What you should do: Arrange every line of the material below as a numbered list, omitting any blank lines.

»»

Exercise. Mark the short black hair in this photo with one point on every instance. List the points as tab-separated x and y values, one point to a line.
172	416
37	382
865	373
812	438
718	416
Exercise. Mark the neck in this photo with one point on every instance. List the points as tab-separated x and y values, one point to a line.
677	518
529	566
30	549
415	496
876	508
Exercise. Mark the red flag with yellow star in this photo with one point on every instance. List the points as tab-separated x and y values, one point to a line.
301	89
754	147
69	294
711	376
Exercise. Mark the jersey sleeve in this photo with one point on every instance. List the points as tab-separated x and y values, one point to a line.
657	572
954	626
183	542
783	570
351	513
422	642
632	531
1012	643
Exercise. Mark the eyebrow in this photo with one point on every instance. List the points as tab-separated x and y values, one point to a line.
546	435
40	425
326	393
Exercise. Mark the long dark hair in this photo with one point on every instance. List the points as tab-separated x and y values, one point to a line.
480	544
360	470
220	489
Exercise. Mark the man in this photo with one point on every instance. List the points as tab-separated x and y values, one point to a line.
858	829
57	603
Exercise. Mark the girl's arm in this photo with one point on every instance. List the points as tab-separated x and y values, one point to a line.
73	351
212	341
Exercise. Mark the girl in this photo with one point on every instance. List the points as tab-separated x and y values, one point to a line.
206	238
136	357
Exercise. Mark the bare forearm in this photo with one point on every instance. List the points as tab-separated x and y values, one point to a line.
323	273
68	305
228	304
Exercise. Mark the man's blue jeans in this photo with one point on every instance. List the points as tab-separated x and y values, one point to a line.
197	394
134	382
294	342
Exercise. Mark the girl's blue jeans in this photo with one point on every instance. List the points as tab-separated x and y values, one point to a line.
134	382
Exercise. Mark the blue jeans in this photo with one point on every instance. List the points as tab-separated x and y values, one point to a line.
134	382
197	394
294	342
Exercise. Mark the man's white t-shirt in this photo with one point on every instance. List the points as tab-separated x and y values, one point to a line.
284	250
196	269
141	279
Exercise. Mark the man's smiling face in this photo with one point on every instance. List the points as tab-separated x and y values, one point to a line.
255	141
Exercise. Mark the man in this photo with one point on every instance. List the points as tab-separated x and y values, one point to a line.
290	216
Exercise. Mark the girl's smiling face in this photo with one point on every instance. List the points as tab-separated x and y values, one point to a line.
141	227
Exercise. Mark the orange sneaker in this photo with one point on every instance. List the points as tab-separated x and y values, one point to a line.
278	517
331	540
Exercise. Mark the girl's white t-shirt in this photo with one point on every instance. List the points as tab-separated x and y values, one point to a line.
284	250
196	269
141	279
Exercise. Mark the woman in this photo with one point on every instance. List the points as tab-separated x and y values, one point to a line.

««

Written answer:
1. Exercise. Mark the short black hair in this photo with one point on every instance. List the points as tab-separated x and y values, one point to a line.
2. 172	416
3. 37	382
4. 865	373
5. 812	438
6. 718	416
7. Exercise. Mark the neck in this photo with one point on every instance. List the points as tab-separated x and y values, one point to a line.
8. 677	518
9. 529	566
10. 30	549
11. 415	496
12. 876	508
13. Exercise. Mark the red flag with yellow star in this photo with one point on every instance. List the points as tab-separated x and y values, one point to a line.
14. 301	89
15. 754	147
16. 69	294
17. 711	376
18. Exercise. Mark the jersey sleeve in this photo with one point on every instance. List the points as tab-separated x and y values, one point to a line.
19. 657	572
20. 954	626
21. 183	542
22. 783	570
23. 351	513
24. 422	642
25. 632	531
26. 1012	643
27. Exercise. Mark the eyebrow in this photo with one point on every instance. List the points as tab-separated x and y values, one point to a line.
28. 546	435
29. 40	425
30. 326	393
31. Exercise. Mark the long dark hair in this photo with one point on every instance. List the points as tab-separated x and y values, one point to a line.
32. 480	544
33. 360	470
34. 220	489
35. Exercise. Mark the man in this photo with one point on every instance. List the points as tab-separated x and y values, one point to a line.
36. 858	829
37. 57	603
38. Exercise. Mark the girl's arm in this photo with one point on every instance. List the points as tab-separated x and y values, one point to a line.
39. 73	351
40. 212	341
41. Exercise. Mark the girl in this photo with one point on every instance. List the points as tab-separated x and y values, one point to a line.
42. 206	238
43. 136	357
44. Exercise. Mark the bare forearm in this photo with one point on every instance. List the points as tab-separated x and y values, one point to a line.
45. 323	273
46. 68	305
47. 228	304
48. Exercise. Mark the man's blue jeans in this photo with one point on every instance. List the points as tab-separated x and y values, one point to a line.
49. 197	394
50. 134	382
51. 294	342
52. Exercise. Mark the girl's blue jeans in this photo with one point on every instance. List the points as tab-separated x and y values, one point to a line.
53. 134	382
54. Exercise. Mark the blue jeans in this photo with one point on every instance. List the points as tab-separated x and y values, one point to a line.
55. 134	382
56. 197	394
57. 294	342
58. Exercise. Mark the man's white t-shirt in this photo with one point on every instance. List the points as tab-separated x and y values, one point to a line.
59. 284	250
60. 196	269
61. 141	279
62. Exercise. Mark the man's smiling face in this photo with one point on every instance. List the points as tab-separated x and y values, one point to a line.
63. 255	141
64. Exercise. Mark the man in this photo with one point on every instance. List the points as tab-separated x and y values, one point to a line.
65. 290	216
66. Exercise. Mark the girl's smiling face in this photo with one point on every instance. List the points as tab-separated x and y values, one point to a line.
67. 141	227
68. Exercise. Mark the orange sneaker in this photo with one point on every instance. List the points as tab-separated x and y values, one point to a line.
69. 278	517
70. 331	540
71. Exercise. Mark the girl's white t-shirt in this photo with one point on every instance. List the points as tab-separated x and y values, one point to a line.
72. 284	250
73. 196	269
74. 141	279
75. Exercise. Mark the woman in this photo with one point on every instance. List the points as tab-separated x and y values, one point to a line.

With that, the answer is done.